INSTRUCTION
Copy out every one of the records below, line for line, with no changes.

RECORDED DATA
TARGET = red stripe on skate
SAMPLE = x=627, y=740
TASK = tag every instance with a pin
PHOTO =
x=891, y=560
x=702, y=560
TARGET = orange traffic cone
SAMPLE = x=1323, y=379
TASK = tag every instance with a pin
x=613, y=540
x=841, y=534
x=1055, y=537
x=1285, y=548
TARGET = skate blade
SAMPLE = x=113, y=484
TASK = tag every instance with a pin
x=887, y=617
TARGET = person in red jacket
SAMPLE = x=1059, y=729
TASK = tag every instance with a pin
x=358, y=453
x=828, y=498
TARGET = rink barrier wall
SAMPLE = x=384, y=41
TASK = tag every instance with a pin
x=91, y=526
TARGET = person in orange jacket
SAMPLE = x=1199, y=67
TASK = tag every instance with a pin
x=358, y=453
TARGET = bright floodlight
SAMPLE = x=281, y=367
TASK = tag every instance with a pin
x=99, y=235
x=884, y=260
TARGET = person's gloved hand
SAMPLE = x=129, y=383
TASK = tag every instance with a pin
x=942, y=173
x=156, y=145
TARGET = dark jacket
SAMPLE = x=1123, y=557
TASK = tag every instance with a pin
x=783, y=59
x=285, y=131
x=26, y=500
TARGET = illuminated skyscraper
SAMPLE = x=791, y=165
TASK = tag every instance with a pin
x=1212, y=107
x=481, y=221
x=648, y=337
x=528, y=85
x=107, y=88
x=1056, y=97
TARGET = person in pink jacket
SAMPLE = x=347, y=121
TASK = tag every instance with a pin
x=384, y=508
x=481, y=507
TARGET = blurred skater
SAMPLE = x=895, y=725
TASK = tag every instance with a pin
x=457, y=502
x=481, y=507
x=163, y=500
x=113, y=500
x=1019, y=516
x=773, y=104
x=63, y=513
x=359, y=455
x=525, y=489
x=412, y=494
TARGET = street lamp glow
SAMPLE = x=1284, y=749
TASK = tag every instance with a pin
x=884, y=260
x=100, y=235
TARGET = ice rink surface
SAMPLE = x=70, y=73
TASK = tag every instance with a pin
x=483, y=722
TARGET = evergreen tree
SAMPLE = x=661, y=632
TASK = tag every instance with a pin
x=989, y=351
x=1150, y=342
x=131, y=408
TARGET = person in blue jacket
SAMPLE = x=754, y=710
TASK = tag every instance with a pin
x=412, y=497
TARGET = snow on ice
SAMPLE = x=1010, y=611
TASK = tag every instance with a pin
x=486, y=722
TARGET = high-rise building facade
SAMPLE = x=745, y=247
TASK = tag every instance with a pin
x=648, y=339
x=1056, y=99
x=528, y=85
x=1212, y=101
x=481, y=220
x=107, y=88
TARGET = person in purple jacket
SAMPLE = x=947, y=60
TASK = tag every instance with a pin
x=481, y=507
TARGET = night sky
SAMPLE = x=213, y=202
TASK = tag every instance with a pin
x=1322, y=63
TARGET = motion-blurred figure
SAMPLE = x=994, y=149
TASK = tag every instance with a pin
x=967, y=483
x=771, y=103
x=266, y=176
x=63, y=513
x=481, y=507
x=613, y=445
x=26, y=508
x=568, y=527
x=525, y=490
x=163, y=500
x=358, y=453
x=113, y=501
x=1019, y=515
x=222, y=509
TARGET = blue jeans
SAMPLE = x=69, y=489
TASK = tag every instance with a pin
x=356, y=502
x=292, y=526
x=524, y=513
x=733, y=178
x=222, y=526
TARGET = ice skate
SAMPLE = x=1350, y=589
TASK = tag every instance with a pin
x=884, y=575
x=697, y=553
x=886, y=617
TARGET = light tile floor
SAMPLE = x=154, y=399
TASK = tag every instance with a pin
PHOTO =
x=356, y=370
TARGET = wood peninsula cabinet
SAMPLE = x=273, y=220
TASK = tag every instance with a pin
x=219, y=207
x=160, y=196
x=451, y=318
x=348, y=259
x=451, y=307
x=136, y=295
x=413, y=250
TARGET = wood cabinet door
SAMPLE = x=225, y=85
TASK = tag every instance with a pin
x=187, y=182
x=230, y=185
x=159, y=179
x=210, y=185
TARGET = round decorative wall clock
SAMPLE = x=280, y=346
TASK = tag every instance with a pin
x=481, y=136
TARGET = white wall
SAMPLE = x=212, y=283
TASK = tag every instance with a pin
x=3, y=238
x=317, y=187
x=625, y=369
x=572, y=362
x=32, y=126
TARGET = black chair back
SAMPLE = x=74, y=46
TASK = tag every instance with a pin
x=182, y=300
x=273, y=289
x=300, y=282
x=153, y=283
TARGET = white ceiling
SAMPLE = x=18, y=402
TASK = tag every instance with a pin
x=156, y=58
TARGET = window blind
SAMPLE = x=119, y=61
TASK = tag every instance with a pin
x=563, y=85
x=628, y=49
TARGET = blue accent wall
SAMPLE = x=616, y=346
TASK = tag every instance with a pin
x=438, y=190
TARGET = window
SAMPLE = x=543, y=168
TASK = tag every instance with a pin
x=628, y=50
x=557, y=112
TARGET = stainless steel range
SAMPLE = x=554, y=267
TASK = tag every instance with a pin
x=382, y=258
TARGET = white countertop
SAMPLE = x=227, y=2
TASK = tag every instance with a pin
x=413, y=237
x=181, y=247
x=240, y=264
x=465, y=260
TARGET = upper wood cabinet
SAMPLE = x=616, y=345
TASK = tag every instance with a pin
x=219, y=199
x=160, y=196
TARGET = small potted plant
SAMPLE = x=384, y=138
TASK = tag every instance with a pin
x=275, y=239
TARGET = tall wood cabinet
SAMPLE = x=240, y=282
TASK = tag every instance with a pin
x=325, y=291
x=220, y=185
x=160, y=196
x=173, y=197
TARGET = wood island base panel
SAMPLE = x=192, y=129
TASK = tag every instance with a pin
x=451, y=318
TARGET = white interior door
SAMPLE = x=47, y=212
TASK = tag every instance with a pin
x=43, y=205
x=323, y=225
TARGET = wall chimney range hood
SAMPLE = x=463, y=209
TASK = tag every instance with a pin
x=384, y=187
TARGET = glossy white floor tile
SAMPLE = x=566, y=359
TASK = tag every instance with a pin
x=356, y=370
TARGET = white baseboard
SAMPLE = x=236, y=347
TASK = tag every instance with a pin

EXERCISE RESPONSE
TARGET = red stripe on skate
SAMPLE = x=627, y=740
TASK = tag every instance with a pin
PHOTO =
x=891, y=560
x=702, y=560
TARGET = orange traffic cone
SAMPLE = x=1323, y=379
TASK = tag every instance with a pin
x=613, y=540
x=841, y=534
x=1055, y=537
x=1285, y=548
TARGET = skate blade
SAMPLE = x=113, y=484
TASK = tag every instance with a pin
x=887, y=617
TARGET = person in red jacket
SAMPLE = x=1059, y=729
TASK = tag every instance with a pin
x=358, y=453
x=828, y=498
TARGET = rink barrier wall
SAMPLE = x=384, y=41
TASK = tag every instance with a pin
x=91, y=526
TARGET = person in orange jacket
SAMPLE = x=1199, y=67
TASK = tag every instance with a pin
x=358, y=453
TARGET = bright floodlight
SAMPLE = x=281, y=367
TASK = tag every instance with a pin
x=99, y=235
x=884, y=260
TARGET = person's gloved hand
SAMPLE = x=129, y=383
TASK = tag every instance with a pin
x=942, y=173
x=156, y=145
TARGET = dark jacket
SAMPLE = x=1123, y=557
TASK = tag every instance with a pin
x=783, y=59
x=285, y=131
x=26, y=500
TARGET = illuminated skyscraper
SAMPLE = x=791, y=165
TASK = tag every instance with a pin
x=1212, y=107
x=481, y=221
x=648, y=337
x=528, y=85
x=107, y=88
x=1056, y=97
TARGET = person in pink jacket
SAMPLE = x=347, y=121
TASK = tag every instance with a pin
x=384, y=508
x=481, y=507
TARGET = blurred skater
SAMPLE = x=895, y=725
TASK = tag every instance with a pin
x=457, y=502
x=481, y=507
x=163, y=500
x=113, y=500
x=1019, y=516
x=773, y=104
x=63, y=513
x=359, y=455
x=525, y=489
x=412, y=494
TARGET = street lamp glow
SAMPLE = x=1284, y=749
TASK = tag every instance with a pin
x=884, y=260
x=100, y=235
TARGET = ice rink surface
SAMPLE = x=70, y=73
TASK = tag every instance with a pin
x=483, y=722
TARGET = evergreen tree
SAMPLE = x=661, y=632
TASK = tag every instance with a pin
x=989, y=351
x=1150, y=342
x=131, y=408
TARGET = person in blue jacket
SAMPLE = x=754, y=710
TASK = tag every instance with a pin
x=412, y=497
TARGET = snow on ice
SAMPLE = x=1010, y=611
TASK = tag every instance with a pin
x=486, y=722
TARGET = high-rise building facade
SAMPLE = x=745, y=247
TASK = tag every instance with a pin
x=648, y=339
x=1056, y=99
x=528, y=85
x=1212, y=101
x=481, y=220
x=107, y=88
TARGET = person in purple jacket
SAMPLE = x=947, y=60
TASK = tag every instance with a pin
x=481, y=507
TARGET = night sky
SAMPLE = x=213, y=202
TASK = tag every instance with a pin
x=1322, y=63
TARGET = motion-blurred figure
SAMPLE = x=994, y=149
TASK = tag every instance with a pin
x=967, y=483
x=771, y=103
x=266, y=176
x=63, y=513
x=481, y=507
x=613, y=445
x=26, y=508
x=568, y=527
x=525, y=490
x=163, y=500
x=358, y=453
x=113, y=501
x=1019, y=515
x=222, y=509
TARGET = blue jeans
SAMPLE = x=69, y=489
TASK = tag every instance with a pin
x=356, y=502
x=292, y=526
x=524, y=513
x=733, y=178
x=222, y=526
TARGET = ice skate
SAMPLE = x=1350, y=589
TASK = tag every instance with a pin
x=884, y=575
x=697, y=553
x=886, y=617
TARGET = light tile floor
SAMPLE = x=154, y=399
TASK = tag every instance with a pin
PHOTO =
x=356, y=370
TARGET = wood peninsula cabinet
SAMPLE = x=273, y=220
TASK = tag every instance with a pin
x=219, y=207
x=160, y=196
x=451, y=318
x=348, y=259
x=451, y=307
x=136, y=295
x=413, y=250
TARGET = wood cabinet door
SAMPLE = x=225, y=85
TASK = tag every instance with a pin
x=187, y=182
x=230, y=185
x=159, y=179
x=210, y=185
TARGET = round decorative wall clock
SAMPLE = x=280, y=346
TASK = tag every instance with a pin
x=481, y=136
TARGET = white wall
SAMPLE = x=212, y=283
TASK = tag every instance with a pin
x=3, y=238
x=317, y=187
x=625, y=369
x=572, y=362
x=32, y=126
TARGET = black chair back
SAMPLE = x=74, y=46
TASK = tag every instance with a pin
x=182, y=300
x=273, y=289
x=300, y=282
x=153, y=283
TARGET = white ceiling
SAMPLE = x=18, y=402
TASK = tag every instance with a pin
x=156, y=58
TARGET = window blind
SAMPLE = x=119, y=61
TASK = tag every instance with a pin
x=563, y=85
x=628, y=49
TARGET = blue accent wall
SAMPLE = x=616, y=346
TASK = tag every instance with a pin
x=438, y=190
TARGET = window
SAMPLE = x=543, y=168
TASK = tag every instance with a pin
x=628, y=50
x=557, y=112
TARGET = stainless steel range
SAMPLE = x=554, y=267
TASK = tag every instance with a pin
x=382, y=258
TARGET = white countertop
SAMPLE = x=227, y=2
TASK = tag every instance with a pin
x=413, y=237
x=181, y=247
x=240, y=264
x=465, y=260
TARGET = upper wood cabinet
SAMPLE = x=616, y=345
TASK = tag every instance with a pin
x=219, y=199
x=160, y=196
TARGET = small potted plant
SAMPLE = x=384, y=138
TASK = tag every instance with a pin
x=275, y=239
TARGET = tall wood cabinet
SAMPLE = x=240, y=282
TASK = tag every instance with a pin
x=325, y=291
x=220, y=185
x=160, y=196
x=173, y=197
TARGET = wood island base panel
SAMPLE = x=192, y=129
TASK = tag every instance with a pin
x=451, y=318
TARGET = white interior door
SAMPLE = x=47, y=212
TASK = tag every instance with a pin
x=43, y=205
x=323, y=225
TARGET = wall chimney range hood
SAMPLE = x=463, y=209
TASK = tag every instance with a pin
x=384, y=187
TARGET = glossy white floor tile
SAMPLE = x=566, y=359
TASK = tag every instance with a pin
x=356, y=370
TARGET = white baseboard
SAMPLE = x=236, y=347
TASK = tag every instance with a pin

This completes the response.